- ЗАДАНИЯ:
1/ Где, согласно изучаемому тексту, похоронили Бунина?
2/ Изложите содержание изучаемого текста в двух предложениях.
3/ Выпишите из изучаемого текста без изменений фрагмент, начиная со слов «По памяти, по» и заканчивая словами «хотелось теперь верить.».

По памяти, по записям | страница 7
И, может быть, в эту минуту, в одну из последних своих минут, он припомнил свою встречу в Толстым, припомнил, как он шел с ним в черную мартовскую ночь по Девичью полю и как Толстой, переживая тогда одну из самых горьких и болезненных своих утрат — смерть семилетнего любимого сына, Ванечки, — резко и отрывисто твердил: «Смерти нет, смерти нет». Все это Бунин давным-давно описал в своей книге, посвященной Толстому, — но вот, натолкнувшись на отрывок, который вызывал у него решительное отталкивание, он вопреки своей воле брал под сомнение запавшие в его душу толстовские слова, в которые ему больше всего хотелось теперь верить.
«Как он мог?» — это доносившееся из соседней комнаты «как он мог» оказалось последним восклицанием, услышанным мной из уст Бунина. Вскоре я его покинул, а на следующее утро, чуть ли не на рассвете, Вера Николаевна позвонила мне по телефону, чтобы сообщить, что «Ивана Алексеевича больше нет». И когда я пришел в знакомую, но сразу же опустевшую, точно оголившуюся, квартиру, он — в соответствии с его очень категорическим предсмертным желанием — лежал уже в столовой на кушетке, с головой, покрытой толстой простыней. Через несколько дней его хоронили на тихом пригородном кладбище, в Сент-Женевье-де-Буа.

(Сохранённые записи)
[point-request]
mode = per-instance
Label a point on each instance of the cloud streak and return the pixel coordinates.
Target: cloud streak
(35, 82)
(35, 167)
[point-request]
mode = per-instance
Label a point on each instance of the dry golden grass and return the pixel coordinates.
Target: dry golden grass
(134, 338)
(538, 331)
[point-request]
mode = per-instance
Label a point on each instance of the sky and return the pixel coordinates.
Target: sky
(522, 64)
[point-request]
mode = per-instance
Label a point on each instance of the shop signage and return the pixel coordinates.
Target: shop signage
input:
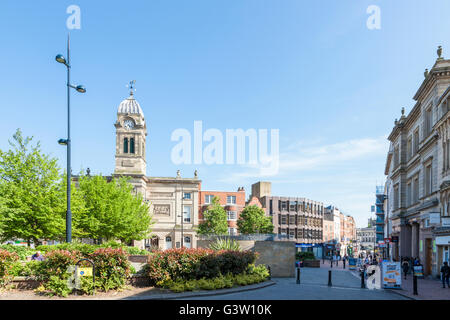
(435, 218)
(391, 275)
(446, 221)
(443, 241)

- ВАШИ ОТВЕТЫ:
1/ На тихом пригородном кладбище в Сент-Женевье-де-Буа.

2/ В последние минуты Бунин, возможно, вспоминал, как Толстой после смерти любимого сына Ванечки твердил «Смерти нет», и, натолкнувшись на отталкивающий его отрывок, вопреки своей воле усомнился в этих словах, в которые ему больше всего хотелось верить. Восклицание «Как он мог?» стало последним, что автор воспоминаний услышал от Бунина; наутро Вера Николаевна сообщила о его смерти, а через несколько дней его похоронили в Сент-Женевье-де-Буа.

3/
По памяти, по записям | страница 7
И, может быть, в эту минуту, в одну из последних своих минут, он припомнил свою встречу в Толстым, припомнил, как он шел с ним в черную мартовскую ночь по Девичью полю и как Толстой, переживая тогда одну из самых горьких и болезненных своих утрат — смерть семилетнего любимого сына, Ванечки, — резко и отрывисто твердил: «Смерти нет, смерти нет». Все это Бунин давным-давно описал в своей книге, посвященной Толстому, — но вот, натолкнувшись на отрывок, который вызывал у него решительное отталкивание, он вопреки своей воле брал под сомнение запавшие в его душу толстовские слова, в которые ему больше всего хотелось теперь верить.